**What you will do:**
Print every record exactly, with nothing added or left out.
####
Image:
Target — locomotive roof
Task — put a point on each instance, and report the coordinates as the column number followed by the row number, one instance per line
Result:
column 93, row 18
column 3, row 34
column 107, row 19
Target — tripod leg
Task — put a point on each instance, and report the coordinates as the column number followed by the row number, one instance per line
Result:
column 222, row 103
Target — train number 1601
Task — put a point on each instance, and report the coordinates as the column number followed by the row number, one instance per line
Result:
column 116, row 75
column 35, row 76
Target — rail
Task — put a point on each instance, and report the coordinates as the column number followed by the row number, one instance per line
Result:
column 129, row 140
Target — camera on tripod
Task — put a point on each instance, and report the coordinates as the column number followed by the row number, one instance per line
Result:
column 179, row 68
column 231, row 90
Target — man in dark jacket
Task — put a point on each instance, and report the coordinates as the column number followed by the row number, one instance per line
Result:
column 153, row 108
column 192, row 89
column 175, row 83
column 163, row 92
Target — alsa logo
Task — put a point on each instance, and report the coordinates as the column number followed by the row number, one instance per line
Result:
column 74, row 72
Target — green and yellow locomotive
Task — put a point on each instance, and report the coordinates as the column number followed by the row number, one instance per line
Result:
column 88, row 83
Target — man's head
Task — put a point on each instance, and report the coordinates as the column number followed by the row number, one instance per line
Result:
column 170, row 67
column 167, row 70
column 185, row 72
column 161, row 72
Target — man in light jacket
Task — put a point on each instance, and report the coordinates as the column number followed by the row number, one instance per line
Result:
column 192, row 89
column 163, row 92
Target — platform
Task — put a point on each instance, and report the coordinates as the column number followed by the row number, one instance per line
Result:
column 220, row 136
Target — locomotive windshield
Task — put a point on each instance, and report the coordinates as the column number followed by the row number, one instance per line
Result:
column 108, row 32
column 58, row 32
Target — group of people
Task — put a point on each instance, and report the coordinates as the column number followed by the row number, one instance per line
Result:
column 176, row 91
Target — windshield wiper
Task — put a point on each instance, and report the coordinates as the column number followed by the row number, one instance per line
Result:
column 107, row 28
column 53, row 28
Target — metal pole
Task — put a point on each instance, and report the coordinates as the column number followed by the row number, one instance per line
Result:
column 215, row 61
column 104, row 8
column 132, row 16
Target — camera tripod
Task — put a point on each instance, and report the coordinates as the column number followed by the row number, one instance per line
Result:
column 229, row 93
####
**Solution:**
Image:
Target — locomotive roof
Task — put a point on each instance, and report the coordinates as the column number followed by the row number, one instance per line
Result:
column 93, row 18
column 3, row 34
column 107, row 19
Target — tripod leg
Task — put a point on each instance, and report the coordinates as the column number followed by the row number, one instance per line
Result:
column 222, row 103
Target — train number 1601
Task — put a point on each instance, and report the coordinates as the column number followed by the row number, one instance per line
Result:
column 116, row 75
column 35, row 76
Target — rail
Task — put a point on each instance, and report the coordinates as the column number followed by the row number, one instance per line
Result:
column 129, row 140
Target — camera on tripod
Task — put a point on each instance, and report the coordinates as the column number followed by the row number, one instance per line
Result:
column 179, row 68
column 231, row 90
Target — man in dark jacket
Task — put a point on each instance, and report the coordinates as the column number followed by the row number, one instance per line
Result:
column 153, row 108
column 192, row 89
column 175, row 83
column 163, row 92
Target — alsa logo
Task — put a point on each instance, and report the coordinates as the column number followed by the row number, one instance per line
Result:
column 74, row 72
Target — green and yellow locomotive
Task — put a point on each instance, and report the coordinates as the column number followed by the row number, one instance per line
Result:
column 88, row 83
Target — man's head
Task — put a point on each instance, and report the coordinates as the column number followed by the row number, one instance per line
Result:
column 170, row 67
column 167, row 70
column 185, row 72
column 161, row 72
Target — man in light jacket
Task — put a point on each instance, and report the coordinates as the column number followed by the row number, one instance per line
Result:
column 192, row 89
column 163, row 92
Target — platform
Task — put a point on each instance, and report the coordinates as the column number followed by the row number, one instance per line
Result:
column 220, row 136
Target — locomotive windshield
Task — put a point on each instance, and report the coordinates as the column number followed by the row number, one instance per line
Result:
column 108, row 32
column 58, row 32
Target — group of people
Task — put a point on each instance, and report the coordinates as the column number followed by the row number, one instance per line
Result:
column 176, row 91
Target — windshield wiper
Task — put a point on each instance, and report the coordinates as the column number followed by the row number, one instance per line
Result:
column 107, row 28
column 53, row 28
Target — metal pole
Task — put a point on each instance, and report the coordinates as the column number followed by the row number, one instance per line
Result:
column 215, row 61
column 104, row 8
column 132, row 16
Target — camera tripod
Task — put a point on each instance, and report the coordinates as the column number followed by the row number, one instance per line
Result:
column 229, row 93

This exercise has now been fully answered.